而如今她退学已经有一段时日,她在那个狭隘的小世界之外努力生存,沾染了有些浮夸和陌生的灰尘,经历了陆离和我不敢苟同的事。她和我讲起在社会上找工作以及与人接触的种种,脸上因为足够的休息而没有了从前羸弱的疲倦,却给人一种力不从心的回避感。她穿着5公分高的高跟鞋,足足比我高出两指,让我说话的时候需要微微仰头,我不习惯这种处于弱势的感觉。
她讲起那个笑容单纯的女同事如何在她面前百般殷勤,又如何在背后向老板说她的不好,致使她丢了工作;她讲起被职介所骗走了仅有的三百块钱而不得不几天粒米未进;她讲起已经凌晨的这个城市是怎样的一番红灯绿酒的光景。
这些都是我无法共鸣的,因为他们都是围城外与我无关的一切,充满诱惑但让人恐慌。
从前那样不对等的谈话被拉扯平衡,她终于学会了娓娓而谈,那是因为稍事丰沛的经历饱满了她的舌,又或者是因为色彩鲜艳的空气遮蔽了她内敛的腼腆,一些穷凶恶极的观念以及生活方式逼迫着她妥协至此。而我们拥有与这个世界交流与抗衡的最佳途径——语言,去表达一个肃穆的你,圆润的你,内心无所寄居的你。
我们不仅要生存,我们更要生活,但生活永远都不是你想要的那样。有些抉择与改变无所谓对错,只是在随波逐流的机缘巧合里早就被安排好罢了。
我始终没有问及L退学的原因,我想该明白的我已然都已经明白,不理解的我总有一天也会明了。既然她选择拥有围城外更广阔的天空,那么她就必须承受如同浮萍一般无处安置的漂泊。
人各有命。
Part 3.梦的悲歌
七堇年曾说过这样一句话:“只是,曾因着一份不甘寂寞的心情,仗着有那么一点儿小聪明,小才华,去挑战了太多——必须要忍受寂寞——才能煎熬出来的事情。”
如果说事在人为的话,我并不相信自己有登峰造极的运气和才气,只是迷恋那样小心翼翼的隐匿的快乐而甘愿去忍受寂寞。权当是青春里地挣扎,不枉一场轰烈。
从前的她是现在的我。
尽管在各种强压之下我有些惶惑的步入高二,理科班,但是仍旧想要腾出空间给我的纸和笔。让它们经久不息的为我的心灵衍生养分,这是我唯一的奢望。
梦想是个过分奢靡的词,它并不美好且遥不可及,因为只有梦想,无法成长。
我只是觉得那些我所坚持的是扎在心脏上的毒刺,它腐蚀我的一切可我还是无法拔去。
且已经融为一体。
偶然的情况下通过文科班的朋友结实到一个志同道合的笔友Z,他带大大的黑框眼镜,桌子上有成摞装帧精美的正版书籍,在各种各样的论坛上发表文章。还有一种从骨子里透露出的气质,那是属于文字特有的气场,我想在我的身上大概没有这种东西,那是因为那些厚重的附着物已经把它遮蔽,我是一个理科生,一个资料成堆的理科生,一个有着不为人知的坚持的理科生……
Z把他的手稿拿给我看,是一些断断续续的灵感片段,还未来得及缝补成一张华美的网。他写道:“生命是一场奢侈的过程。挥霍思想,却郁郁而终。经年之后的感喟,我将不忍唏嘘。”一个人的心境或多或少都会溢于言表,我没有妄自揣测他人的心理,只是觉得,处于这样年纪的我们,站在梦与现实的交界处惴惴不安,因为世界的粗糙而遍身疮痍。

• **已知信息**:

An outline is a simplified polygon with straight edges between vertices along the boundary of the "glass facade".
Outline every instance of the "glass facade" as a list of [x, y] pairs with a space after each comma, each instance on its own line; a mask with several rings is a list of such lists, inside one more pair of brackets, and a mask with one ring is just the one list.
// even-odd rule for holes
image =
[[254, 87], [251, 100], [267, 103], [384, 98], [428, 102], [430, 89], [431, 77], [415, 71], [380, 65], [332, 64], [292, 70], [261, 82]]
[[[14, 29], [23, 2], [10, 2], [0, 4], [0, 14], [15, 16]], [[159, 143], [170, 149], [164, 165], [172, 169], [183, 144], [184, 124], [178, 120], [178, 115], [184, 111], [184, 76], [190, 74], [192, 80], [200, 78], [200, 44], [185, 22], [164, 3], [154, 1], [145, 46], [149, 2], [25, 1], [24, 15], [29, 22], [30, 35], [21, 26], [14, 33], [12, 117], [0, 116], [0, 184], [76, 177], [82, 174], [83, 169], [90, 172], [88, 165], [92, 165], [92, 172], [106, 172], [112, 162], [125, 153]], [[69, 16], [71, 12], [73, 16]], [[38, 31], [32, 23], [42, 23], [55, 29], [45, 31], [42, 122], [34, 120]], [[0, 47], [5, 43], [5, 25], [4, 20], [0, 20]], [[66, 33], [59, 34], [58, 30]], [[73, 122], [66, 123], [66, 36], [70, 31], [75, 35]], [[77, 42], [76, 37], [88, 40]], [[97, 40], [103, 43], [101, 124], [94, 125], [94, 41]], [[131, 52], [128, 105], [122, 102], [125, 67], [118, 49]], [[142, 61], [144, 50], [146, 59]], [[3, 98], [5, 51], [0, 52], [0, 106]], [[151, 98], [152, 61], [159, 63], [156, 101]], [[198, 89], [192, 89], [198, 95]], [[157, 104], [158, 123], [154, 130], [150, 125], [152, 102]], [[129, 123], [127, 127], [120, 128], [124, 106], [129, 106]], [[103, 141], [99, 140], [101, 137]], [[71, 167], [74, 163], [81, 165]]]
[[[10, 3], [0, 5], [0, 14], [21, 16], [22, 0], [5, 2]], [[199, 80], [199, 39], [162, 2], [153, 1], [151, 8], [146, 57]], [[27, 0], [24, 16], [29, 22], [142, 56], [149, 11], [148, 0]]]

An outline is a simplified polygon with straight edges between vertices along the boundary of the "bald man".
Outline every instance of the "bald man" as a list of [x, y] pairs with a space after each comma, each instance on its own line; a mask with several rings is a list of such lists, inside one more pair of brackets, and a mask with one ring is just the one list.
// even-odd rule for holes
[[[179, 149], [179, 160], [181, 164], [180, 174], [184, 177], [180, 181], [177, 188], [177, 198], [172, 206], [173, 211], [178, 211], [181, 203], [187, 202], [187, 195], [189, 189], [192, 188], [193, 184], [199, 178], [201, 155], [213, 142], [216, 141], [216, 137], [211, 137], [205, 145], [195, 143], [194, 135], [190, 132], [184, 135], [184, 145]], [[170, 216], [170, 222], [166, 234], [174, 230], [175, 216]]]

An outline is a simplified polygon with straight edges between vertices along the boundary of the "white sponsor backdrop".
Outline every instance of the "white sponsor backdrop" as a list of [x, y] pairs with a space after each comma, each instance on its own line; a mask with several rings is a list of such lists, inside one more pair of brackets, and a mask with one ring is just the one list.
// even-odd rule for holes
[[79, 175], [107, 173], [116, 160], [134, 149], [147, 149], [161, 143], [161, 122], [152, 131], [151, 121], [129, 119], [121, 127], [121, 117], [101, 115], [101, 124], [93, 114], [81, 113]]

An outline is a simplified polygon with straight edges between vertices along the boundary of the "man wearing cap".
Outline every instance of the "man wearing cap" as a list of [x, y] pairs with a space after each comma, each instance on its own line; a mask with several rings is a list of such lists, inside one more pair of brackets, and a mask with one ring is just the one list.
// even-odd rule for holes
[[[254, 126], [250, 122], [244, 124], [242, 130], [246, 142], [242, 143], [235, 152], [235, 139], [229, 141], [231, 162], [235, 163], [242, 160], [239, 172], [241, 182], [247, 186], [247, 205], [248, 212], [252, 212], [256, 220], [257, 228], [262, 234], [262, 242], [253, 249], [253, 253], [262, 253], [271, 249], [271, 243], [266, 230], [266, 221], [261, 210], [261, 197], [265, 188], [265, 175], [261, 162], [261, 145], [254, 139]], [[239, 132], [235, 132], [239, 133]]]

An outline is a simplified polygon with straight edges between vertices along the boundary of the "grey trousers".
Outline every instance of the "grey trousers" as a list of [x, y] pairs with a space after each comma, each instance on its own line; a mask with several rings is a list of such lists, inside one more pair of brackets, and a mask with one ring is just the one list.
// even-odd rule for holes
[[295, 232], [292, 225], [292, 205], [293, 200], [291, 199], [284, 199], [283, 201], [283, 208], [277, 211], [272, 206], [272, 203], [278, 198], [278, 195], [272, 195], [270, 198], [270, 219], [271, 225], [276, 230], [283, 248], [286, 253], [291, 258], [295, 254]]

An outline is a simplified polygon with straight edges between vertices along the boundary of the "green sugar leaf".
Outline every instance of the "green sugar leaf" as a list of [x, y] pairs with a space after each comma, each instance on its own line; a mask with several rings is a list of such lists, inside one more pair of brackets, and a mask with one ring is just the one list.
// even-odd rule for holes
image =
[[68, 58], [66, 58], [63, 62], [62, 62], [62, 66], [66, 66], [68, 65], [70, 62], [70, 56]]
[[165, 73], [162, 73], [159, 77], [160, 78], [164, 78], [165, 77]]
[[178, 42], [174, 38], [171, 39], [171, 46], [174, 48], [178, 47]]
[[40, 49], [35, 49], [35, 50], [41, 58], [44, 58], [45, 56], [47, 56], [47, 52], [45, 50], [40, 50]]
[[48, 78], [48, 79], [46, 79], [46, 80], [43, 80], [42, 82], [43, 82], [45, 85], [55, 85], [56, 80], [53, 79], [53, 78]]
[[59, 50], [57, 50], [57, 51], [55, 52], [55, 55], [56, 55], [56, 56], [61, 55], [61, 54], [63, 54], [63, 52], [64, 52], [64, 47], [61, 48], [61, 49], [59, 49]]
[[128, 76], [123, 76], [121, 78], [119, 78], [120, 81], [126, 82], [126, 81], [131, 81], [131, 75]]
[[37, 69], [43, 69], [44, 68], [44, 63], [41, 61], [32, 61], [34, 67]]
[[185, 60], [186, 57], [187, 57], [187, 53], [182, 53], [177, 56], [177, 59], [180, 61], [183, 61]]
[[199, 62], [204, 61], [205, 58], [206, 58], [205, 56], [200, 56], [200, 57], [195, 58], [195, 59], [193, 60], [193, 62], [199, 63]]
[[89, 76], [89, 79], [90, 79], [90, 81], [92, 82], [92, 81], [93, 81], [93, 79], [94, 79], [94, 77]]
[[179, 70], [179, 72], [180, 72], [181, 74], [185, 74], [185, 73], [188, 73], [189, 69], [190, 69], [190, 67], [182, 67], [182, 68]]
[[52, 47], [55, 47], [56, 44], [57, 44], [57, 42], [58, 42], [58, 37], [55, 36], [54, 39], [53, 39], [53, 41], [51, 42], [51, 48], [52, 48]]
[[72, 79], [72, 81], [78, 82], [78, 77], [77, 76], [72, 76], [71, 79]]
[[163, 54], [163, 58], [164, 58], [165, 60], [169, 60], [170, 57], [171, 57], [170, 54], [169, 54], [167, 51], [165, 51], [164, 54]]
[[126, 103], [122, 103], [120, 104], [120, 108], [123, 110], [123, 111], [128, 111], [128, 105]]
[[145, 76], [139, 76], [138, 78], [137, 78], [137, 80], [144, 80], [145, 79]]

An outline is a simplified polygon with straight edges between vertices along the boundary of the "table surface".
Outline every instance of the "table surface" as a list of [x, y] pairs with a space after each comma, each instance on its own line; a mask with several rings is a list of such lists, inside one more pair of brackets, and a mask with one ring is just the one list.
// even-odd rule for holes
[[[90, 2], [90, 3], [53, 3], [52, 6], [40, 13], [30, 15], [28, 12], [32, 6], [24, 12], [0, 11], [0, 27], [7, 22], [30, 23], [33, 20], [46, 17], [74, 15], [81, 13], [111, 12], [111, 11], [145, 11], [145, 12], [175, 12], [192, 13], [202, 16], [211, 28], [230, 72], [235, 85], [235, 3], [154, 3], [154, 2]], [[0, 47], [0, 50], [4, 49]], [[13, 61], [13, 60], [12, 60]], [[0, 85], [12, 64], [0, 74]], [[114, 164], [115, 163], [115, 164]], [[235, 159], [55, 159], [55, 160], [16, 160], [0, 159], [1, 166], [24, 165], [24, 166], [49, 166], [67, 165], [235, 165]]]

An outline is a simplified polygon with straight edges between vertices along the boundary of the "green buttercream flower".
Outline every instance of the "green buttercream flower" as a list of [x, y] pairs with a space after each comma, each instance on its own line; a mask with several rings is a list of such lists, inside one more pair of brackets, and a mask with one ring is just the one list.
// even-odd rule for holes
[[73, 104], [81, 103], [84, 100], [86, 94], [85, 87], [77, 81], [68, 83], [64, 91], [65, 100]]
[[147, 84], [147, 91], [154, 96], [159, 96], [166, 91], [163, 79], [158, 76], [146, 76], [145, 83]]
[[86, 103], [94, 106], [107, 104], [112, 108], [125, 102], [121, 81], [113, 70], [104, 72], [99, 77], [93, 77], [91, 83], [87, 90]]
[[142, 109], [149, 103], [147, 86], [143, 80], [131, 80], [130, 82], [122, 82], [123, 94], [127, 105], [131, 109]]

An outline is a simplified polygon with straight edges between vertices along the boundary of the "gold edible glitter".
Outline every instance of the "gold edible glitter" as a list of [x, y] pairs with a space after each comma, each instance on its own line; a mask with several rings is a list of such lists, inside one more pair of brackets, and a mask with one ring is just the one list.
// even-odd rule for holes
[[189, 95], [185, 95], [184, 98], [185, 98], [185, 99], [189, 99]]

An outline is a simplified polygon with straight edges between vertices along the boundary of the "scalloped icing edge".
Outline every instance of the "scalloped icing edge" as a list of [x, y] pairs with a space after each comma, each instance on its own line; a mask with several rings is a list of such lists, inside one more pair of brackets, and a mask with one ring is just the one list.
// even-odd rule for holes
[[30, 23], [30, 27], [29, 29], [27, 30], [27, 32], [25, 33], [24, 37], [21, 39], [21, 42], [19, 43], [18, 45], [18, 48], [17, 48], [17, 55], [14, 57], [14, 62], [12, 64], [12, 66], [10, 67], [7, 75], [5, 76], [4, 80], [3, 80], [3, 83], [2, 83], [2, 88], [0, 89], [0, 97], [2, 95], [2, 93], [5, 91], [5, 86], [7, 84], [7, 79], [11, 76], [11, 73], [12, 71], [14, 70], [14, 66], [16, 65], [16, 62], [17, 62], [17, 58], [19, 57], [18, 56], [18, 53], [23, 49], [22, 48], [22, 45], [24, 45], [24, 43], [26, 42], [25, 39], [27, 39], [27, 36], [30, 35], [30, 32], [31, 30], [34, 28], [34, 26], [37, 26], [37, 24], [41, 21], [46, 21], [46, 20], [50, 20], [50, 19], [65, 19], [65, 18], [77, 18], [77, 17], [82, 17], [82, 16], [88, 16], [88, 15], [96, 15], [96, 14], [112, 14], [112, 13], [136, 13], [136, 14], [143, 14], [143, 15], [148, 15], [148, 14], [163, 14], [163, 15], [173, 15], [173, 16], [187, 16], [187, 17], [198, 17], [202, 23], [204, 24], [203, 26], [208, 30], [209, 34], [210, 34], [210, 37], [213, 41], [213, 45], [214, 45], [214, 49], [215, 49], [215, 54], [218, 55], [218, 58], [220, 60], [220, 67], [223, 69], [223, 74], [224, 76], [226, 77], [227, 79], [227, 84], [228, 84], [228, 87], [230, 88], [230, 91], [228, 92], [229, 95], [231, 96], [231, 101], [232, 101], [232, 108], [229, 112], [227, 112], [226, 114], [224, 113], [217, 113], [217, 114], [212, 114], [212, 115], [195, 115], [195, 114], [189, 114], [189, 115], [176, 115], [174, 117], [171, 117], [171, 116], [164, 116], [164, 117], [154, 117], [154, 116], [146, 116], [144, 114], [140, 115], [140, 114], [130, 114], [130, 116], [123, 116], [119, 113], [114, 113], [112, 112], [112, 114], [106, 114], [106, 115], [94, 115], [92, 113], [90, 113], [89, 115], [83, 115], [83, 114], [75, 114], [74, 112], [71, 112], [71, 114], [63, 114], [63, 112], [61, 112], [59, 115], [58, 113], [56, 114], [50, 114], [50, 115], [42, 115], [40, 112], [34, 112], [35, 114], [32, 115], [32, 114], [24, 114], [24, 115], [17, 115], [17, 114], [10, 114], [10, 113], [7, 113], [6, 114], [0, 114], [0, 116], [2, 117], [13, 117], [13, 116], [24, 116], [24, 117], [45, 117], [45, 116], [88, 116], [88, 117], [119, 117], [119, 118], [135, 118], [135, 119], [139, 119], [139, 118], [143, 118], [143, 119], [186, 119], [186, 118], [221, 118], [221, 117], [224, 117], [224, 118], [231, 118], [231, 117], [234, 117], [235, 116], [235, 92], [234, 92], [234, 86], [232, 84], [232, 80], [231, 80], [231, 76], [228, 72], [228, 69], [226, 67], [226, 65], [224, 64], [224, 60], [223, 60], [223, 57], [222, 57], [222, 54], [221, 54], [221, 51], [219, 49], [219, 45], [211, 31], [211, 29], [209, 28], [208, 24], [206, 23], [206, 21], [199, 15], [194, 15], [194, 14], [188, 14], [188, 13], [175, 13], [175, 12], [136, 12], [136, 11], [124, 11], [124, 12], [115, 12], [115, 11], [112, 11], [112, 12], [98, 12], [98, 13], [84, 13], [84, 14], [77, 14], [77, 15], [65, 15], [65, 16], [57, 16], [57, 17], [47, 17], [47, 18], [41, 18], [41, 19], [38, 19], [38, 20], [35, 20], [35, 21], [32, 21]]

• **本题任务 A**:
根据写L和Z的散文回答:
(i) L穿的高跟鞋有几公分高?
(ii) L被职介所骗走了多少钱?
(iii) 作者步入高二后进了什么班?
• **本题任务 B**: 把写L和Z的散文接着往下写,从最后一句之后开始。
清单在这里用不上。

• **输出结果 A**:
(i) 5公分。
(ii) 三百块钱。
(iii) 理科班。

• **输出结果 B**:
Z已经成型的文章,诗也好,散文也好,总是排版工整,格式清晰。平整光滑得像是镀了金的器皿,让人赏心悦目。他研精覃思至每一个词语甚至标点,做工精巧直接导致成品可观,而我的文字相比之下不至糟粕,但也乏善可陈。
有人说和文字沾上边的孩子从来都是不快乐的。我和文字沾边却已经不是孩子,成长的代价是模糊喜恶,那之后,便无所谓忧伤欢喜。
当我记住班里绝大多数人的脸时,我已经逐渐适应了这样压抑的气氛,把所有的课外书全部打包回家而只剩下字迹规整的习题,在眼睛酸涩的时候去滴两滴眼药水接着奋斗而不是为心所欲的休息,在和文字有限的相处时间里感到前所未有的慰藉。这些都是我少年迷途里关于定夺的伏蛰,不仅要逆来顺受,更要去甘之如饴。
日子被复制一样扑面而来,有些存在被稀释至遗忘,但有些坚持却沉淀到生根发芽。既然我选择了这样的继续,那么就不再奢望那样的开始。
沾满浮墨的饕餮盛宴,我在光影交错里写下微微颤动的岁月纪年。
Part 4. 八月未央
所有值得经营与寄托的感情,其付出都是双向性的,友情,亲情都是如此,只有爱情是个例外。两个人的相互吸引,我们称之为两情相悦,一个人的默默付出,我们称之为单恋。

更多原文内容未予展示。